:: Supplied information
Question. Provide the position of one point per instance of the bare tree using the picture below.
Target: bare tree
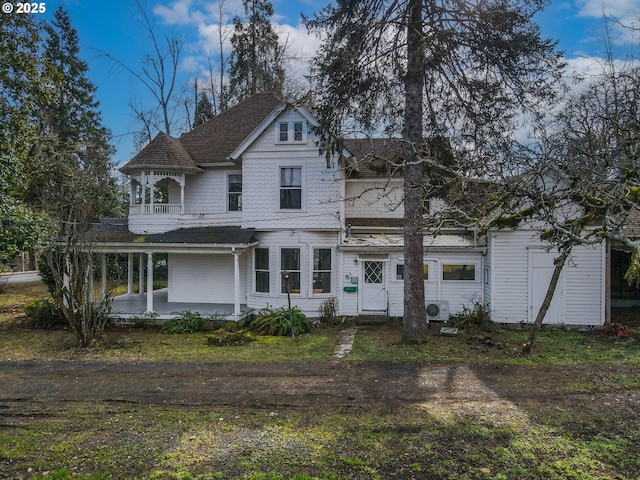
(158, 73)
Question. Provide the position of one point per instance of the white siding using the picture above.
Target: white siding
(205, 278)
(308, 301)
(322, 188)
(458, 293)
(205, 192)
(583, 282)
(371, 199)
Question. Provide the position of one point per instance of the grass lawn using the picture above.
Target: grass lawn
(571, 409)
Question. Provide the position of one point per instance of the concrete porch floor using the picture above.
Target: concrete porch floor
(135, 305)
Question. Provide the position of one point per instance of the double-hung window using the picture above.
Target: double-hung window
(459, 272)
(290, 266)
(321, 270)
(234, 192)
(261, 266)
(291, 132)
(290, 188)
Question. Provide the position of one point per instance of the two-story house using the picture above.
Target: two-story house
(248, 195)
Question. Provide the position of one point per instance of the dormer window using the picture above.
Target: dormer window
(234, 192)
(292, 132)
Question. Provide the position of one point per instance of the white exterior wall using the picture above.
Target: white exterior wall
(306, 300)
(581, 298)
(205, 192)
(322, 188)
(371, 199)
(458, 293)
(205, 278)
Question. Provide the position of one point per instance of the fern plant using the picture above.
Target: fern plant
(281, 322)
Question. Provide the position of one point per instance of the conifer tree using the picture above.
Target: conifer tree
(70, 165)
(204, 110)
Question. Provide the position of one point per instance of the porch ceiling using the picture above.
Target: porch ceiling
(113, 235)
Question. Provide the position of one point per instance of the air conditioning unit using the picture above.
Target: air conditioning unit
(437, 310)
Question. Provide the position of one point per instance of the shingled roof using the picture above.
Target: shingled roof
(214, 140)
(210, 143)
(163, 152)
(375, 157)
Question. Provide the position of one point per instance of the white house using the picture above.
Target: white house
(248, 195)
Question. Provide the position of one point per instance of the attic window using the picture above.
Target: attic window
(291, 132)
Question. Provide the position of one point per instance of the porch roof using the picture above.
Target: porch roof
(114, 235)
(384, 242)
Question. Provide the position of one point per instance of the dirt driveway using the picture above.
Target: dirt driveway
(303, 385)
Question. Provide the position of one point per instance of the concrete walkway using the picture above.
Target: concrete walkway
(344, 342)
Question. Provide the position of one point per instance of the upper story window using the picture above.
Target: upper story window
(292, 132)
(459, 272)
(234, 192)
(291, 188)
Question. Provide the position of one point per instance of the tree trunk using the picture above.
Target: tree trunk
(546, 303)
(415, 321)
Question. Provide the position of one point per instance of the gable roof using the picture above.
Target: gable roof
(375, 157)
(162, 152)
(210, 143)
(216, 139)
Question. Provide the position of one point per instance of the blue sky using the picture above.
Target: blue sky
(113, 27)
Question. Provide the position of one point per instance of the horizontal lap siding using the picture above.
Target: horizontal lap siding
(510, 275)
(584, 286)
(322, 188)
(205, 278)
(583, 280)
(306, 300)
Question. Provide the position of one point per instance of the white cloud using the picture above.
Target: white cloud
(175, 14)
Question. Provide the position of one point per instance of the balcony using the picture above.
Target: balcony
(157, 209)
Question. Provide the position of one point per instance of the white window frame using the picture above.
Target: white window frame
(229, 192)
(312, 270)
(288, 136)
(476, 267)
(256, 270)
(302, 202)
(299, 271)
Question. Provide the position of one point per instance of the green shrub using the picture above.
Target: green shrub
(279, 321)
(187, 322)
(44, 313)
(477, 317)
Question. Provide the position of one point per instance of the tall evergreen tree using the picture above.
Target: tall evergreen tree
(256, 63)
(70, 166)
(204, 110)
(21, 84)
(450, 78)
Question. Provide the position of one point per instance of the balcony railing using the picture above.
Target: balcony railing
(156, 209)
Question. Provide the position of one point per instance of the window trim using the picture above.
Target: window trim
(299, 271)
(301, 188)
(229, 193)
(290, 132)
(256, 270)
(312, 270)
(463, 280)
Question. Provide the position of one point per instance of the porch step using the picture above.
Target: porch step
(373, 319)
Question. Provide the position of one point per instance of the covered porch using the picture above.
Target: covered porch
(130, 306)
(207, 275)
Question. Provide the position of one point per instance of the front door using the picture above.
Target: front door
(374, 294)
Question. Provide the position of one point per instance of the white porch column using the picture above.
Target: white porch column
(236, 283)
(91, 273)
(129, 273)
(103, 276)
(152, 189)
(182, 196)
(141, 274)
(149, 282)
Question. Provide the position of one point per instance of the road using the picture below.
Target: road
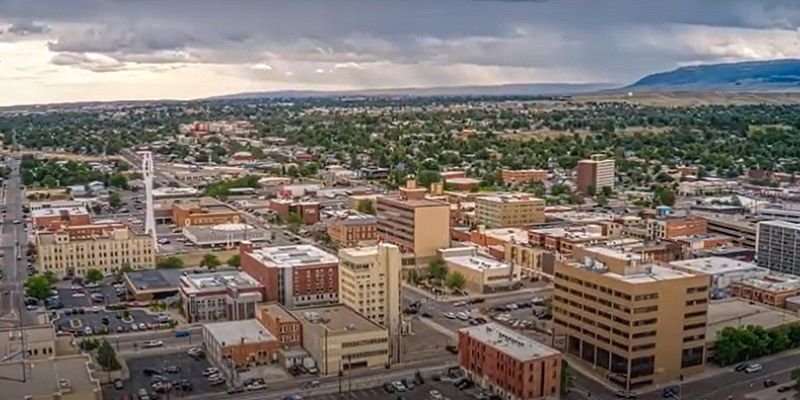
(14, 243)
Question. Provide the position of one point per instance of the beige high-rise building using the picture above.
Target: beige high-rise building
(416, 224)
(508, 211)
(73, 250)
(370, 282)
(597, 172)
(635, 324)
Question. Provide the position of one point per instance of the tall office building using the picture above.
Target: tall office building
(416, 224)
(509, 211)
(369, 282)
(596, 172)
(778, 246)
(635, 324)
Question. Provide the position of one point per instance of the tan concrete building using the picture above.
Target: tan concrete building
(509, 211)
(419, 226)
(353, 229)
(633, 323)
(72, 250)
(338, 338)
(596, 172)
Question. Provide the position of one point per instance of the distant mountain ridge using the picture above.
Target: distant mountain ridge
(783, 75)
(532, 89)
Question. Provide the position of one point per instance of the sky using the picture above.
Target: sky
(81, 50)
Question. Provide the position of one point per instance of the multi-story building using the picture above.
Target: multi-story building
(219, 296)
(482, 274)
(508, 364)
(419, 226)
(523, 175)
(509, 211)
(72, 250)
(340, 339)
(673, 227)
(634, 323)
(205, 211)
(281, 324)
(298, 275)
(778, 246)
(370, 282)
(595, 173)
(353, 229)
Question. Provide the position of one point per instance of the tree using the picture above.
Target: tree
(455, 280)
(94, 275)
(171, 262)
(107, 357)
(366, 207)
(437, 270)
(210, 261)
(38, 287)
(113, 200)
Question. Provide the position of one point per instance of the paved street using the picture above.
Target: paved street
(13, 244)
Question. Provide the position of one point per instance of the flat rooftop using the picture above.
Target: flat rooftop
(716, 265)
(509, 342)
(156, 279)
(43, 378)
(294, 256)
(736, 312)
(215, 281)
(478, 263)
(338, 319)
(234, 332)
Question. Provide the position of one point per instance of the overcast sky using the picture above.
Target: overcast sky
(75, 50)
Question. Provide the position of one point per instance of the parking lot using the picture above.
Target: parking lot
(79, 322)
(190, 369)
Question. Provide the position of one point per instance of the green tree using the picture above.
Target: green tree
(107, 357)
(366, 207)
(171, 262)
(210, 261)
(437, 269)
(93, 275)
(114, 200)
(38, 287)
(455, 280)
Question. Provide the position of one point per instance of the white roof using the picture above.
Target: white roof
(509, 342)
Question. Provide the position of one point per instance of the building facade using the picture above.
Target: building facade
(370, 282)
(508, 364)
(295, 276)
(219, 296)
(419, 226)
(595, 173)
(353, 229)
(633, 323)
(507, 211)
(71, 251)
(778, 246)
::::
:: Supplied information
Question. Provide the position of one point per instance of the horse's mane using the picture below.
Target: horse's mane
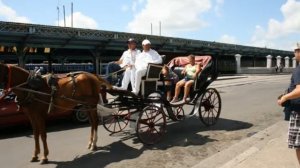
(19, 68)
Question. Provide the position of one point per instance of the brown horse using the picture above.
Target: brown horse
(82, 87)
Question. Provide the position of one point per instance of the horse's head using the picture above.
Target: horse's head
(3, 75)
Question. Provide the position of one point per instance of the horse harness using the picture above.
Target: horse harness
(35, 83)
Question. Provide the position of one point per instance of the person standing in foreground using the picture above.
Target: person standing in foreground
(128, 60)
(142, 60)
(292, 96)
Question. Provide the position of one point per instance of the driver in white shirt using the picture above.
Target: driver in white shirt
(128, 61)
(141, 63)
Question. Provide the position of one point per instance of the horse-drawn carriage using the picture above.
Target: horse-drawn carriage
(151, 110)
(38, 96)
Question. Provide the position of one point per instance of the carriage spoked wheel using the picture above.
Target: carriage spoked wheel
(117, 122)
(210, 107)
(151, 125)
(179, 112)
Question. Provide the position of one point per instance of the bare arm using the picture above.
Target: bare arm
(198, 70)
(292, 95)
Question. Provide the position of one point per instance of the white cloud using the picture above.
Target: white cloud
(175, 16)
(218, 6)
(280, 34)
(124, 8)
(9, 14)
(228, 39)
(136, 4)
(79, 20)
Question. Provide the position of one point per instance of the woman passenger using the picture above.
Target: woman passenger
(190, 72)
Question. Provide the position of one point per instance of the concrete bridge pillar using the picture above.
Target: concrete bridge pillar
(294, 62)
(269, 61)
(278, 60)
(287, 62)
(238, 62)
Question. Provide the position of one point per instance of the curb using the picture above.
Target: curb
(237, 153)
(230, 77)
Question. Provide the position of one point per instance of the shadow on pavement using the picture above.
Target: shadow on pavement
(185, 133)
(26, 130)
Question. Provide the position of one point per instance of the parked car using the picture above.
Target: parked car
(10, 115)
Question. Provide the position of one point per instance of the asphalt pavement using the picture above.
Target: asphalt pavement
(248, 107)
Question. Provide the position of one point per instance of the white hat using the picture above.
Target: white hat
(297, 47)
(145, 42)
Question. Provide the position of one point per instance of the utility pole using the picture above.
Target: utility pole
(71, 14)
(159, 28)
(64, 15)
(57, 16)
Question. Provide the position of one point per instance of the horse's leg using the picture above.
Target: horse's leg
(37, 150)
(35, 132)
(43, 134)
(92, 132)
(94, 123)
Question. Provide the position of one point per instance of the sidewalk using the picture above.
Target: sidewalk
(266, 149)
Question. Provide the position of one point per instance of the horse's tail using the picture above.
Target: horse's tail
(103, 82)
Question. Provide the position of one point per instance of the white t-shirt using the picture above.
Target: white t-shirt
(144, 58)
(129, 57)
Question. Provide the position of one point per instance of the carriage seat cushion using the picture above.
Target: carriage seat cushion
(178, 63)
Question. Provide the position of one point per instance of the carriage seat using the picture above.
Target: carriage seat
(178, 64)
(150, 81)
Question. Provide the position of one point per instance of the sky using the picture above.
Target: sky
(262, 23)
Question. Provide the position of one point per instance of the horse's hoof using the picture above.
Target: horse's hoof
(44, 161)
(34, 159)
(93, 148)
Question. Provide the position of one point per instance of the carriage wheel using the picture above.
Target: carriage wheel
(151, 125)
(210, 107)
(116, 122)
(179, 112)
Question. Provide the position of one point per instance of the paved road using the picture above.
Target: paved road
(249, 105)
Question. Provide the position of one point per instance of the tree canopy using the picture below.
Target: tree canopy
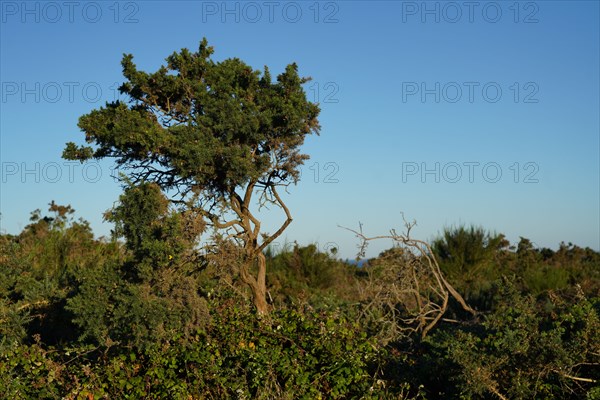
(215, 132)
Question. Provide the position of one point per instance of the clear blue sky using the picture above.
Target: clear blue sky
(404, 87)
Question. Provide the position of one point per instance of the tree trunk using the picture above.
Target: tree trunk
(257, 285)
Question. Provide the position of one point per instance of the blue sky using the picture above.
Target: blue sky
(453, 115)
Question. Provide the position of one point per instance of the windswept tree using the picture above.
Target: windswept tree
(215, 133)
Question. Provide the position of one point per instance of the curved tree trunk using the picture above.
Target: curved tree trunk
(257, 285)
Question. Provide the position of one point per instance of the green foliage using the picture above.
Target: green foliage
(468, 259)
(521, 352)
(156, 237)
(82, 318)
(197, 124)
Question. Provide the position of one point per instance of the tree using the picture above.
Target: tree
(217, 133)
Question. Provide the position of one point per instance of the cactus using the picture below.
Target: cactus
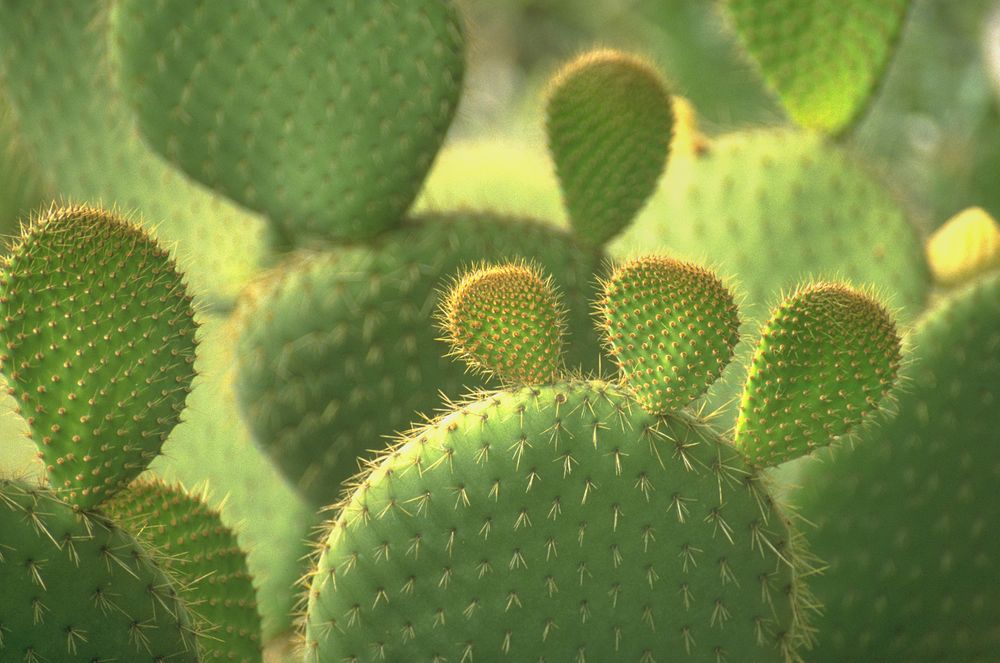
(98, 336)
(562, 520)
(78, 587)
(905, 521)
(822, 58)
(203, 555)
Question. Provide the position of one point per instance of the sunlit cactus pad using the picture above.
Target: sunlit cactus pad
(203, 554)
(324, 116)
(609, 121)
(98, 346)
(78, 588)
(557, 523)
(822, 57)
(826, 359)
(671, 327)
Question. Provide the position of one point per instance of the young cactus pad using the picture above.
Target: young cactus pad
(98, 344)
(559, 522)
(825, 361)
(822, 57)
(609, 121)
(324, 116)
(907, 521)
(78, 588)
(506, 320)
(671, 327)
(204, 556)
::::
=== Task details ===
Throughout the material above, report each line holding the word "below".

=== Written response ===
Question. Provide the position of one point per instance of the bare tree using the picture below.
Question. Provide the position of one point per instance of the road using the picture below.
Question. Provide the position of one point per instance of the horse's mane using the picture below.
Question. Provide the position of one point per instance of the tree canopy using the picture below.
Question. Provide the position of one point per instance of the cactus using the picture below.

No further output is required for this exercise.